■ **Instrução 1**:
Reescreva como tabela Markdown o trecho dos registros que vai do início até a linha que contém "[(411, 232)]", inclusive, usando as colunas "Linha" e "Conteúdo". Na primeira coluna, informe o número da linha; omita as linhas em branco.

Trabalhos Aprovados 2019

Ficha do Proponente

Proponente

    Carla Schneider (UFPel)

Minicurrículo

    Professora e pesquisadora nos cursos de Cinema da Universidade Federal de Pelotas (UFPel). Doutora em Comunicação e Informação (UFRGS, 2014) pesquisa os modos de produção das imagens do cinema de animação; o contexto brasileiro sobre escolas e pesquisadores em animação no Brasil; a animação experimental brasileira e as mulheres no mercado brasileiro de produtos audiovisuais com animação. Participa do comitê que fundou, organiza e realiza o SEANIMA (Seminário Brasileiro de Estudos em Animação).

Ficha do Trabalho

Título

    Arqueologia na produção das imagens de três longas-metragens animados

Mesa

    Animação e efeitos visuais: questões de teoria e prática

Resumo

    Fundamentando-se em conceitos desenvolvidos por Vilém Flusser (caixa preta, aparelho, imagens técnicas), Lev Manovich (animação como lógica processual do cinema), Lucia Santaella (paradigmas evolutivos da imagem) e Richard Sennett (o dilema entre o artífice-artesão e as máquinas) esta pesquisa apresenta dados de três longas-metragens brasileiros realizados entre 1990 e 2013 (Otto Desenhos Animados) que derivam de modos de produção que alteram o estatuto das imagens do cinema de animação.

■ **Instrução 2**:
Atualize o trecho do texto que vai de "Minicurrículo" até "Estudos em Animação).", substituindo "pesquisadora" por "investigadora".

■ **Dados da tarefa**:
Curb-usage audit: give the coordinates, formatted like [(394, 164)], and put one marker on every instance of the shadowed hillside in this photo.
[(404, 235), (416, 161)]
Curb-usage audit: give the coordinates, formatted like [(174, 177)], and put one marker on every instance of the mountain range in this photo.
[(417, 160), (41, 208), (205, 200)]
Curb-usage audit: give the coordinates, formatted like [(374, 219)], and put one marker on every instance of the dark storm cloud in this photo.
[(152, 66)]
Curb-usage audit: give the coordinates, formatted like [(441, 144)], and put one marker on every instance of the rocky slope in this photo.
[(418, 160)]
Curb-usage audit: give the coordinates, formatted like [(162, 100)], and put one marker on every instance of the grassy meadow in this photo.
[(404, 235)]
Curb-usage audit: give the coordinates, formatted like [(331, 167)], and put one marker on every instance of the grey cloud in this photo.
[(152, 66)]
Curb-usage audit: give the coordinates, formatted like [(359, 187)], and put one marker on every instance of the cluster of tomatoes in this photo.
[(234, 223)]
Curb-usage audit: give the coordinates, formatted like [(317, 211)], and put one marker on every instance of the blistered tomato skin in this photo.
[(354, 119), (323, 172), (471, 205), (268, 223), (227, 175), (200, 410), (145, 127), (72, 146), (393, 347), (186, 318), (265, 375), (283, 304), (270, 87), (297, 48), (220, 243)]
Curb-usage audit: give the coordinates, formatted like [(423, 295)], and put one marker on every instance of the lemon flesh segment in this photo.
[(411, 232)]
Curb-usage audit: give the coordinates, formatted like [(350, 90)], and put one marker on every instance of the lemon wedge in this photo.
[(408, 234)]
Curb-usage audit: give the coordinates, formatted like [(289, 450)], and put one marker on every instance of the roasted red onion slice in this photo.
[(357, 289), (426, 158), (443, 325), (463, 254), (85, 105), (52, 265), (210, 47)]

■ **Resposta 1**:
| Linha | Conteúdo |
|---|---|
| 1 | Curb-usage audit: give the coordinates, formatted like [(394, 164)], and put one marker on every instance of the shadowed hillside in this photo. |
| 2 | [(404, 235), (416, 161)] |
| 3 | Curb-usage audit: give the coordinates, formatted like [(174, 177)], and put one marker on every instance of the mountain range in this photo. |
| 4 | [(417, 160), (41, 208), (205, 200)] |
| 5 | Curb-usage audit: give the coordinates, formatted like [(374, 219)], and put one marker on every instance of the dark storm cloud in this photo. |
| 6 | [(152, 66)] |
| 7 | Curb-usage audit: give the coordinates, formatted like [(441, 144)], and put one marker on every instance of the rocky slope in this photo. |
| 8 | [(418, 160)] |
| 9 | Curb-usage audit: give the coordinates, formatted like [(162, 100)], and put one marker on every instance of the grassy meadow in this photo. |
| 10 | [(404, 235)] |
| 11 | Curb-usage audit: give the coordinates, formatted like [(331, 167)], and put one marker on every instance of the grey cloud in this photo. |
| 12 | [(152, 66)] |
| 13 | Curb-usage audit: give the coordinates, formatted like [(359, 187)], and put one marker on every instance of the cluster of tomatoes in this photo. |
| 14 | [(234, 223)] |
| 15 | Curb-usage audit: give the coordinates, formatted like [(317, 211)], and put one marker on every instance of the blistered tomato skin in this photo. |
| 16 | [(354, 119), (323, 172), (471, 205), (268, 223), (227, 175), (200, 410), (145, 127), (72, 146), (393, 347), (186, 318), (265, 375), (283, 304), (270, 87), (297, 48), (220, 243)] |
| 17 | Curb-usage audit: give the coordinates, formatted like [(423, 295)], and put one marker on every instance of the lemon flesh segment in this photo. |
| 18 | [(411, 232)] |

■ **Resposta 2**:
Minicurrículo

    Professora e investigadora nos cursos de Cinema da Universidade Federal de Pelotas (UFPel). Doutora em Comunicação e Informação (UFRGS, 2014) pesquisa os modos de produção das imagens do cinema de animação; o contexto brasileiro sobre escolas e pesquisadores em animação no Brasil; a animação experimental brasileira e as mulheres no mercado brasileiro de produtos audiovisuais com animação. Participa do comitê que fundou, organiza e realiza o SEANIMA (Seminário Brasileiro de Estudos em Animação).